> Предложенный текст:
· · · ·
РУССКИЙ КРИТИК 25. Прощальная повесть Гоголя (Опыт биографософии) (13)

 

Театр

Исключительная отличительная особенность русского театра, которую Н. В. Гоголь высвечивает в нескольких небольших произведениях, посвященных этому, проявляет, что, как и литература, театр наш содержит в своем основании матрицу угадывания, узнавания другого как себя. Это в корне не сходно ни с Европой, ни с Востоком.

«Cчастье комику, который родился среди нации, где общество еще не слилось в одну недвижную массу, где оно не облеклось одной корой старого предрассудка, заключающего мысли всех в одну и ту же форму и мерку, где что человек, то и мненье, где всякий сам создатель своего характера».

Русский человек – «сам создатель своего характера», только не в западном смысле, то есть через столкновение, взаимодействие с другими и в соответствии с этим взаимодействием выработку «общих предрассудков», а в русском смысле, когда характер создаётся через узнавание себя в другом, угадыванием другого. В общей для всех ситуации формирования человека как выделения его из первоначального единства, европейское сознание ориентировано на выделение (предметность), восточное – на согласованность элементов в рамках целого, а русское – именно на самое единство, тождество, слияние. Реализация этой специфики становится основой дальнейшего разностороннего  развития личности в матрицах индоевропейской цивилизации.
· · · ·
> Исходные данные:
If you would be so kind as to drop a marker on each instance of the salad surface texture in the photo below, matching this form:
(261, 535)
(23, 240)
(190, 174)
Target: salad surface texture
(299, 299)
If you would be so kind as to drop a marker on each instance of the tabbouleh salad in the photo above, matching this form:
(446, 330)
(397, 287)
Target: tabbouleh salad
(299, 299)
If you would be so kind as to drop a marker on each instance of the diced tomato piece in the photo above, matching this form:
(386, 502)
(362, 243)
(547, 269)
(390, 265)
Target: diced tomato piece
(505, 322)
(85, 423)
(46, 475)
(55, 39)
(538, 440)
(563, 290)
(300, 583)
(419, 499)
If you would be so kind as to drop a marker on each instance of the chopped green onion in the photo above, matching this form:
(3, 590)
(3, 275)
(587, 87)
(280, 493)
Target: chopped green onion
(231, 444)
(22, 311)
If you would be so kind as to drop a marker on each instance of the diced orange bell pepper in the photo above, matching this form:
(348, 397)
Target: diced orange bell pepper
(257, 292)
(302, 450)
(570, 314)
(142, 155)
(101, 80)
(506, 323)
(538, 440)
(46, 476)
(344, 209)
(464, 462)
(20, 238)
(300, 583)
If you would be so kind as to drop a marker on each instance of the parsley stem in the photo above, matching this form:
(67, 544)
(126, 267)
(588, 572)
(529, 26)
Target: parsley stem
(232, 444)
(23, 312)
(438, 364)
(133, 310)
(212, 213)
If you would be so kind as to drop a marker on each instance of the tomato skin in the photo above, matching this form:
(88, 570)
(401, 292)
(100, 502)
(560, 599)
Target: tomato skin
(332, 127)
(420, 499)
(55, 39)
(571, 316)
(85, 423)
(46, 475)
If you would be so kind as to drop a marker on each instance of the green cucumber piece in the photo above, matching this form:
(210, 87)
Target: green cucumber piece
· · · ·
> Цель упражнения: Выведите дословно отрывок из текста о театре: всё от слов «РУССКИЙ КРИТИК 25.» вниз до слов «ни с Востоком.» включительно. Пользуйтесь только текстом.

> Решение задания:
РУССКИЙ КРИТИК 25. Прощальная повесть Гоголя (Опыт биографософии) (13)

 

Театр

Исключительная отличительная особенность русского театра, которую Н. В. Гоголь высвечивает в нескольких небольших произведениях, посвященных этому, проявляет, что, как и литература, театр наш содержит в своем основании матрицу угадывания, узнавания другого как себя. Это в корне не сходно ни с Европой, ни с Востоком.